- EXERCISE
Print all the records exactly, please.
::::::::::
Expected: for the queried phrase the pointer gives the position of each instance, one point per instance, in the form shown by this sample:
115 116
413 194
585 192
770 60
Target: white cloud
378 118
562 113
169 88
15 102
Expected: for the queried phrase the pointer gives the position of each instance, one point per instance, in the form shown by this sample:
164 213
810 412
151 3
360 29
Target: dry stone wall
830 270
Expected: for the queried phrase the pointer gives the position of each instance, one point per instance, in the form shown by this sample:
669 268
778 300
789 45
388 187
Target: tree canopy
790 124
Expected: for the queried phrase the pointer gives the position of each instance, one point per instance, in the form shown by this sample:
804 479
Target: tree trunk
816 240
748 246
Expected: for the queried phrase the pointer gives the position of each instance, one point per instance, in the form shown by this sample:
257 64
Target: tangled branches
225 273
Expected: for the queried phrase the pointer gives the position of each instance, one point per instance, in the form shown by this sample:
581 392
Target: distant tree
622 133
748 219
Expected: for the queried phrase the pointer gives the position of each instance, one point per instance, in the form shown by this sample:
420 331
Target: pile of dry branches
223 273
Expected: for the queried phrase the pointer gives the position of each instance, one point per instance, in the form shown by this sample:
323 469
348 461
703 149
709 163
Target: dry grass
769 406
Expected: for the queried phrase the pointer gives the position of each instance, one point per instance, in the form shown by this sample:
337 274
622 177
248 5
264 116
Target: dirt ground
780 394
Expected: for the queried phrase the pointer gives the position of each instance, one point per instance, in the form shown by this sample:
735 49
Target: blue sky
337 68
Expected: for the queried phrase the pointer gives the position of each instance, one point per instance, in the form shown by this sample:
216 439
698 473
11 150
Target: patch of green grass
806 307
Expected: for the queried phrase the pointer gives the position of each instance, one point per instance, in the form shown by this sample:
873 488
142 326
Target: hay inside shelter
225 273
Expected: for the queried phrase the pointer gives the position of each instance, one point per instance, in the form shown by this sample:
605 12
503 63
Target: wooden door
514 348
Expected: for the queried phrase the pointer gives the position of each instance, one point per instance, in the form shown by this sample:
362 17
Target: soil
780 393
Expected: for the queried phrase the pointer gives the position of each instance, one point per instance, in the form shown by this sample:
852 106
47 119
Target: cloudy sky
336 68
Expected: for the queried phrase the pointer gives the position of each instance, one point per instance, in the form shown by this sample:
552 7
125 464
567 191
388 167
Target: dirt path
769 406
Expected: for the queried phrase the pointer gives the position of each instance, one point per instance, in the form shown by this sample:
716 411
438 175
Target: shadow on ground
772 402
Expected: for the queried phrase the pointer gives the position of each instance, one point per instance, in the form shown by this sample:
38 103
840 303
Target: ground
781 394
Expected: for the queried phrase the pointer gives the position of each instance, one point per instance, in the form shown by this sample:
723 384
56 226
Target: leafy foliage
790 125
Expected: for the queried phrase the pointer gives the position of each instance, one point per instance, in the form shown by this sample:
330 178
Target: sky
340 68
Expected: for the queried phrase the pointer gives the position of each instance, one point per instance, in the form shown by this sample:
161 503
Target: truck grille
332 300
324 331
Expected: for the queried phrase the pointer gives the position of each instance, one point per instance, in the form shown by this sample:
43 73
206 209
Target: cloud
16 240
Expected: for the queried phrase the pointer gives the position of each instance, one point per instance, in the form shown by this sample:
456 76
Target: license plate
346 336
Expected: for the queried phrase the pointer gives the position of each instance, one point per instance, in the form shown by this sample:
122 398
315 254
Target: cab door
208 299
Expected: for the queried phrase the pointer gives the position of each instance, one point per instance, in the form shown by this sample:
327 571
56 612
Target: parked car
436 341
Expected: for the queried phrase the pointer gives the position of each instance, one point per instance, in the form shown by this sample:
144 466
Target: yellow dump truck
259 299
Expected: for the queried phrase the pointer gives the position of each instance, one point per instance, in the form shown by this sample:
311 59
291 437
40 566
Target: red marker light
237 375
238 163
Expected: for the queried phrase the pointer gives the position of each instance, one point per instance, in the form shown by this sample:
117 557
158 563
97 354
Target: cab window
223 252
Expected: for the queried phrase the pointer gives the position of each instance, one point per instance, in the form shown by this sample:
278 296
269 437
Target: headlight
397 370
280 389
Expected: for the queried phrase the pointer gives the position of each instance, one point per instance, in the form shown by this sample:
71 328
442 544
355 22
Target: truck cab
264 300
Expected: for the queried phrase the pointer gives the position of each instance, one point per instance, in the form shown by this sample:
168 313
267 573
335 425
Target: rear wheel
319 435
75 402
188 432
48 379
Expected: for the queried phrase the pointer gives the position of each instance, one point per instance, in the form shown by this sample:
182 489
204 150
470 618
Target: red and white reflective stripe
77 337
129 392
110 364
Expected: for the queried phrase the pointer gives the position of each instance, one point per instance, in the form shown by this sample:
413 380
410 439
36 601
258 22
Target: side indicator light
::::::::::
- OUTPUT OF THE EXERCISE
Expected: for the queried phrase the pointer gives the position of each instance, one point per instance, in the form shown by this sample:
115 116
413 194
585 192
770 60
Target: white cloud
378 118
562 113
169 88
15 102
Expected: for the queried phrase the pointer gives the position of each instance, one point per instance, in the form shown by this sample:
164 213
810 412
151 3
360 29
Target: dry stone wall
830 270
Expected: for the queried phrase the pointer gives the position of each instance, one point per instance, in the form shown by this sample:
669 268
778 300
789 45
388 187
Target: tree canopy
790 124
Expected: for the queried phrase the pointer gives the position of each instance, one point per instance, in the form shown by this sample:
804 479
Target: tree trunk
816 240
748 246
Expected: for the queried phrase the pointer gives the position of each instance, one point per instance, in the form shown by this sample:
257 64
Target: tangled branches
225 273
Expected: for the queried phrase the pointer gives the position of each instance, one point per instance, in the form shown by this sample:
581 392
Target: distant tree
622 133
748 219
Expected: for the queried phrase the pointer gives the position of each instance, one point per instance, in the form shown by this sample:
420 331
Target: pile of dry branches
223 273
Expected: for the queried phrase the pointer gives the position of each instance, one point per instance, in the form shown by this sample:
323 469
348 461
703 149
709 163
Target: dry grass
769 406
Expected: for the queried phrase the pointer gives the position of each instance, one point per instance, in the form shown by this sample:
337 274
622 177
248 5
264 116
Target: dirt ground
780 394
Expected: for the queried phrase the pointer gives the position of each instance, one point per instance, in the form shown by this sample:
735 49
Target: blue sky
337 68
Expected: for the queried phrase the pointer gives the position of each instance, one point per instance, in the form shown by this sample:
216 439
698 473
11 150
Target: patch of green grass
806 307
Expected: for the queried phrase the pointer gives the position of each instance, one point per instance, in the form shown by this sample:
873 488
142 326
Target: hay inside shelter
225 273
Expected: for the queried phrase the pointer gives the position of each instance, one point per instance, in the form shown by this sample:
605 12
503 63
Target: wooden door
514 348
Expected: for the queried phrase the pointer gives the position of each instance, one point per instance, in the form shown by this sample:
362 17
Target: soil
780 393
Expected: for the queried phrase the pointer gives the position of each instance, one point per instance, in the form shown by this sample:
852 106
47 119
Target: cloudy sky
336 68
Expected: for the queried phrase the pointer gives the position of each instance, one point per instance, in the form shown by this sample:
552 7
125 464
567 191
388 167
Target: dirt path
769 406
Expected: for the queried phrase the pointer gives the position of each instance, one point per instance, in the form shown by this sample:
716 411
438 175
Target: shadow on ground
772 402
Expected: for the queried phrase the pointer gives the position of each instance, one point per instance, in the form shown by this sample:
38 103
840 303
Target: ground
781 394
Expected: for the queried phrase the pointer gives the position of each instance, one point per instance, in the form shown by this sample:
723 384
56 226
Target: leafy foliage
790 125
Expected: for the queried phrase the pointer gives the position of each instance, one point per instance, in the form shown by this sample:
330 178
Target: sky
340 68
Expected: for the queried phrase the pointer gives the position of each instance, one point per instance, in the form shown by this sample:
161 503
Target: truck grille
332 300
324 331
Expected: for the queried phrase the pointer gives the position of each instance, one point per instance, in the form shown by this sample:
43 73
206 209
Target: cloud
16 240
Expected: for the queried phrase the pointer gives the position of each instance, one point per instance, in the form shown by this sample:
456 76
Target: license plate
346 336
Expected: for the queried phrase the pointer gives the position of each instance, one point per instance, in the form shown by this sample:
122 398
315 254
Target: cab door
208 299
Expected: for the queried phrase the pointer gives the position of each instance, one point per instance, in the form shown by this sample:
327 571
56 612
Target: parked car
436 341
Expected: for the queried phrase the pointer gives the position of each instance, one point per instance, in the form shown by this sample:
144 466
Target: yellow dump truck
259 299
Expected: for the queried phrase the pointer gives the position of each instance, one point per instance, in the form shown by this sample:
311 59
291 437
40 566
Target: red marker light
237 375
238 163
Expected: for the queried phrase the pointer gives the position of each instance, one point per instance, in the form shown by this sample:
117 557
158 563
97 354
Target: cab window
223 252
Expected: for the queried phrase the pointer gives the position of each instance, one point per instance, in the form shown by this sample:
278 296
269 437
Target: headlight
397 370
280 389
Expected: for the queried phrase the pointer gives the position of each instance, one point per instance, in the form shown by this sample:
71 328
442 544
355 22
Target: truck cab
264 300
Expected: for the queried phrase the pointer gives the position of each instance, one point per instance, in the form shown by this sample:
168 313
267 573
335 425
Target: rear wheel
319 435
75 402
188 432
48 379
Expected: for the queried phrase the pointer gives the position of each instance, one point per instance, in the form shown by this sample:
182 489
204 150
470 618
Target: red and white reflective stripe
77 337
129 392
110 364
Expected: for the queried phrase the pointer gives the position of each instance, one point per instance, in the form shown by this sample:
413 380
410 439
36 601
258 22
Target: side indicator light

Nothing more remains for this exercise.